作業の指示 -
次の記録をすべて、1行を1つの文字列としたJSONのリストに並べてください。空行は入れない。

++++++

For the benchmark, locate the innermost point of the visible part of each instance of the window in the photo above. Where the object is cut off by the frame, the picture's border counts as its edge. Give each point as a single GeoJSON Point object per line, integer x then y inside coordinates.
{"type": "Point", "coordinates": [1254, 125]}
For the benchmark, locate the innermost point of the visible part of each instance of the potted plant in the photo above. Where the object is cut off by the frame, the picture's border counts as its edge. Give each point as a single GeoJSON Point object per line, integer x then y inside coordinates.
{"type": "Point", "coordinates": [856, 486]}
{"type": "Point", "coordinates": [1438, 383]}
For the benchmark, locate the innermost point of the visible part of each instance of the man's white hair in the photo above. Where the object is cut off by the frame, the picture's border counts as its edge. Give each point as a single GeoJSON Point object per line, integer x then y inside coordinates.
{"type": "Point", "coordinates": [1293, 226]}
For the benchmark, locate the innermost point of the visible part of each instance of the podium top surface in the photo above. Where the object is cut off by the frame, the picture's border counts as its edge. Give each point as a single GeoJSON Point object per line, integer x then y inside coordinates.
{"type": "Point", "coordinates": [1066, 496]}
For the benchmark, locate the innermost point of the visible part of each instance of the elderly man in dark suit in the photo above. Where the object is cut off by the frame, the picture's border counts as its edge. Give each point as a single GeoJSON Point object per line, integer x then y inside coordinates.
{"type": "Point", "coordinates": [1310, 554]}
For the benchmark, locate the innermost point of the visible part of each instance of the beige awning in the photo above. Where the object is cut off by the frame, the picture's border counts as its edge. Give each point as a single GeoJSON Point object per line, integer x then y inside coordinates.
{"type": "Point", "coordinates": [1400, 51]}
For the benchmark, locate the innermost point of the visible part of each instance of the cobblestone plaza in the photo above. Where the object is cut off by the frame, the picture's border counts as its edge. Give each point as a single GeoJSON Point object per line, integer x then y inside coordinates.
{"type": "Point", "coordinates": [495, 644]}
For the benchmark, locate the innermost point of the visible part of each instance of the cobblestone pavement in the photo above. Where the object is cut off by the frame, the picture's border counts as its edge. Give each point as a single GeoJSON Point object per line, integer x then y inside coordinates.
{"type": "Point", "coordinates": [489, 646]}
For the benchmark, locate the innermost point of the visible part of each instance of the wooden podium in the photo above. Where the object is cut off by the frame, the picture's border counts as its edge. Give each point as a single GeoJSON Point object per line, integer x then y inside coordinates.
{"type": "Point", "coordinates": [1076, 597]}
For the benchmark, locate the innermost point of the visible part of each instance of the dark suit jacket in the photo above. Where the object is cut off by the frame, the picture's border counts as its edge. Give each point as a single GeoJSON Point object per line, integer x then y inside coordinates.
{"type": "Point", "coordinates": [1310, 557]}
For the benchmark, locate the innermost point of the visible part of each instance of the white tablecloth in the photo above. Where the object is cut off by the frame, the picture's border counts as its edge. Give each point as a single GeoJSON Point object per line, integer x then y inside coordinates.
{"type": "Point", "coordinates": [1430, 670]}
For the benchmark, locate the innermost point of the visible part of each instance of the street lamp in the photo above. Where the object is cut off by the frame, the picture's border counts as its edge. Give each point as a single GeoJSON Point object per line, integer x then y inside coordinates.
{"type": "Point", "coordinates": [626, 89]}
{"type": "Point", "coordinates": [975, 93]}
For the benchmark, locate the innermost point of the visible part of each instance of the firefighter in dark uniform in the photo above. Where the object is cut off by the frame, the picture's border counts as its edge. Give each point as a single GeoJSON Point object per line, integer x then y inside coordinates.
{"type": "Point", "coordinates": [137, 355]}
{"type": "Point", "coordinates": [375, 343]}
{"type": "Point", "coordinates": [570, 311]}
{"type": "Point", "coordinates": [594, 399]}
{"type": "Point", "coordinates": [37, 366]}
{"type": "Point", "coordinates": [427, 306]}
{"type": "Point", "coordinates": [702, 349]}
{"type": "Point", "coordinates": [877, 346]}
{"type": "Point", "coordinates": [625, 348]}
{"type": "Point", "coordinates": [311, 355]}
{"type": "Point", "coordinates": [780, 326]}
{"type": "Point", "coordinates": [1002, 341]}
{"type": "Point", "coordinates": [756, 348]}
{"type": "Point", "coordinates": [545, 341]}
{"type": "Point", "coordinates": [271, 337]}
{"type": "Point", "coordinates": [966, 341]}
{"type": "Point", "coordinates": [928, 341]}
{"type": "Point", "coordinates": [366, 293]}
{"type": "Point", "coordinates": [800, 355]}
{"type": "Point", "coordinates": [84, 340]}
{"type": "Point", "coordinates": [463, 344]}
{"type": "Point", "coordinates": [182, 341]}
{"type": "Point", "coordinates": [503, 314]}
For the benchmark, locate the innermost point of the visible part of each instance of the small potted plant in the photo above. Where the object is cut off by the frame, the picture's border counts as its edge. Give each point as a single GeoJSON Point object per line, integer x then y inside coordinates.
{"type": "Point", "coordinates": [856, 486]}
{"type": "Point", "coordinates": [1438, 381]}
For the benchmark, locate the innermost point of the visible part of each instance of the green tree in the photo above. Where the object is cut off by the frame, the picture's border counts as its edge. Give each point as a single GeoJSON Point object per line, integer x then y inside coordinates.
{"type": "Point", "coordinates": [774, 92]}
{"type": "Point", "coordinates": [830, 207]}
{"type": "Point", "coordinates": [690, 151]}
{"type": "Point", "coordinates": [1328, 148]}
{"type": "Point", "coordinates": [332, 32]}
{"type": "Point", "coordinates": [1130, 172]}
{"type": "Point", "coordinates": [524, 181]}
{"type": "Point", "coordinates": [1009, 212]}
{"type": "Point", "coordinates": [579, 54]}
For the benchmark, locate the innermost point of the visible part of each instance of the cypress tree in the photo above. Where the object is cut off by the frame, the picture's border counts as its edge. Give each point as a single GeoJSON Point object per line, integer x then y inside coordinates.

++++++

最終結果 -
[
  "For the benchmark, locate the innermost point of the visible part of each instance of the window in the photo above. Where the object is cut off by the frame, the picture's border counts as its edge. Give each point as a single GeoJSON Point object per line, integer x then y inside coordinates.",
  "{\"type\": \"Point\", \"coordinates\": [1254, 125]}",
  "For the benchmark, locate the innermost point of the visible part of each instance of the potted plant in the photo above. Where the object is cut off by the frame, the picture's border counts as its edge. Give each point as a single GeoJSON Point object per line, integer x then y inside coordinates.",
  "{\"type\": \"Point\", \"coordinates\": [856, 486]}",
  "{\"type\": \"Point\", \"coordinates\": [1438, 383]}",
  "For the benchmark, locate the innermost point of the visible part of each instance of the man's white hair in the photo above. Where the object is cut off by the frame, the picture's border counts as its edge. Give each point as a single GeoJSON Point object per line, integer x then y inside coordinates.",
  "{\"type\": \"Point\", \"coordinates\": [1293, 226]}",
  "For the benchmark, locate the innermost point of the visible part of each instance of the podium top surface in the photo above. Where the object is cut off by the frame, the picture's border counts as its edge. Give each point as a single GeoJSON Point object per line, integer x then y inside coordinates.",
  "{\"type\": \"Point\", \"coordinates\": [1066, 496]}",
  "For the benchmark, locate the innermost point of the visible part of each instance of the elderly man in dark suit in the photo above. Where the object is cut off by the frame, the picture's border counts as its edge. Give each point as a single GeoJSON Point object per line, integer x then y inside coordinates.",
  "{\"type\": \"Point\", \"coordinates\": [1310, 554]}",
  "For the benchmark, locate the innermost point of the visible part of each instance of the beige awning in the photo above. Where the object is cut off by the frame, the picture's border counts as its edge. Give each point as a single GeoJSON Point object per line, integer x then y inside coordinates.",
  "{\"type\": \"Point\", \"coordinates\": [1400, 51]}",
  "For the benchmark, locate the innermost point of the visible part of each instance of the cobblestone plaza in the photo above. Where the object is cut off by the frame, the picture's border counts as its edge. Give each point as a single GeoJSON Point object per line, integer x then y inside coordinates.",
  "{\"type\": \"Point\", \"coordinates\": [495, 644]}",
  "For the benchmark, locate the innermost point of the visible part of each instance of the cobblestone pavement in the photo above. Where the object is cut off by the frame, the picture's border counts as its edge. Give each point as a single GeoJSON Point object per line, integer x then y inside coordinates.",
  "{\"type\": \"Point\", \"coordinates\": [489, 646]}",
  "For the benchmark, locate the innermost point of the visible part of each instance of the wooden podium in the photo above. Where the object is cut off by the frame, the picture's border counts as its edge. Give each point as a single GeoJSON Point object per line, integer x then y inside coordinates.",
  "{\"type\": \"Point\", \"coordinates\": [1076, 597]}",
  "For the benchmark, locate the innermost point of the visible part of each instance of the dark suit jacket in the photo above. Where the object is cut off by the frame, the picture's border counts as its edge. Give each point as a single GeoJSON Point object per line, integer x then y inside coordinates.",
  "{\"type\": \"Point\", \"coordinates\": [1310, 557]}",
  "For the benchmark, locate the innermost point of the visible part of each instance of the white tablecloth in the photo above. Where the object is cut off by the frame, the picture's border counts as its edge. Give each point as a single GeoJSON Point object per line, integer x then y inside coordinates.",
  "{\"type\": \"Point\", \"coordinates\": [1430, 670]}",
  "For the benchmark, locate the innermost point of the visible part of each instance of the street lamp in the photo above. Where the object is cut off by the frame, the picture's border counts as its edge. Give each point as a single GeoJSON Point object per line, integer x then y inside coordinates.",
  "{\"type\": \"Point\", \"coordinates\": [626, 89]}",
  "{\"type\": \"Point\", \"coordinates\": [975, 93]}",
  "For the benchmark, locate the innermost point of the visible part of each instance of the firefighter in dark uniform in the photo above. Where the object is cut off by the frame, the picture's border counts as its edge. Give each point as a single GeoJSON Point object per line, integer x then y inside coordinates.",
  "{\"type\": \"Point\", \"coordinates\": [137, 355]}",
  "{\"type\": \"Point\", \"coordinates\": [375, 343]}",
  "{\"type\": \"Point\", \"coordinates\": [570, 311]}",
  "{\"type\": \"Point\", \"coordinates\": [594, 399]}",
  "{\"type\": \"Point\", \"coordinates\": [37, 366]}",
  "{\"type\": \"Point\", \"coordinates\": [427, 306]}",
  "{\"type\": \"Point\", \"coordinates\": [702, 349]}",
  "{\"type\": \"Point\", \"coordinates\": [877, 346]}",
  "{\"type\": \"Point\", \"coordinates\": [625, 348]}",
  "{\"type\": \"Point\", \"coordinates\": [311, 355]}",
  "{\"type\": \"Point\", \"coordinates\": [780, 326]}",
  "{\"type\": \"Point\", \"coordinates\": [1002, 341]}",
  "{\"type\": \"Point\", \"coordinates\": [756, 348]}",
  "{\"type\": \"Point\", \"coordinates\": [545, 341]}",
  "{\"type\": \"Point\", \"coordinates\": [271, 337]}",
  "{\"type\": \"Point\", \"coordinates\": [966, 341]}",
  "{\"type\": \"Point\", \"coordinates\": [928, 341]}",
  "{\"type\": \"Point\", \"coordinates\": [366, 293]}",
  "{\"type\": \"Point\", \"coordinates\": [800, 355]}",
  "{\"type\": \"Point\", \"coordinates\": [84, 340]}",
  "{\"type\": \"Point\", \"coordinates\": [463, 344]}",
  "{\"type\": \"Point\", \"coordinates\": [182, 341]}",
  "{\"type\": \"Point\", \"coordinates\": [503, 314]}",
  "For the benchmark, locate the innermost point of the visible part of each instance of the small potted plant in the photo above. Where the object is cut off by the frame, the picture's border counts as its edge. Give each point as a single GeoJSON Point object per line, integer x then y inside coordinates.",
  "{\"type\": \"Point\", \"coordinates\": [856, 486]}",
  "{\"type\": \"Point\", \"coordinates\": [1438, 381]}",
  "For the benchmark, locate the innermost point of the visible part of each instance of the green tree in the photo above. Where the object is cut off by the frame, the picture's border counts as its edge. Give each point as a single GeoJSON Point object per line, integer x then y inside coordinates.",
  "{\"type\": \"Point\", \"coordinates\": [774, 92]}",
  "{\"type\": \"Point\", \"coordinates\": [830, 207]}",
  "{\"type\": \"Point\", \"coordinates\": [690, 151]}",
  "{\"type\": \"Point\", \"coordinates\": [1328, 148]}",
  "{\"type\": \"Point\", \"coordinates\": [332, 32]}",
  "{\"type\": \"Point\", \"coordinates\": [1130, 172]}",
  "{\"type\": \"Point\", \"coordinates\": [524, 181]}",
  "{\"type\": \"Point\", \"coordinates\": [1009, 212]}",
  "{\"type\": \"Point\", \"coordinates\": [579, 54]}",
  "For the benchmark, locate the innermost point of the visible part of each instance of the cypress tree in the photo above. Where the object is cut off by the frame, the picture's border counts as its edge. Give each point as a single GeoJSON Point object per line, integer x then y inside coordinates."
]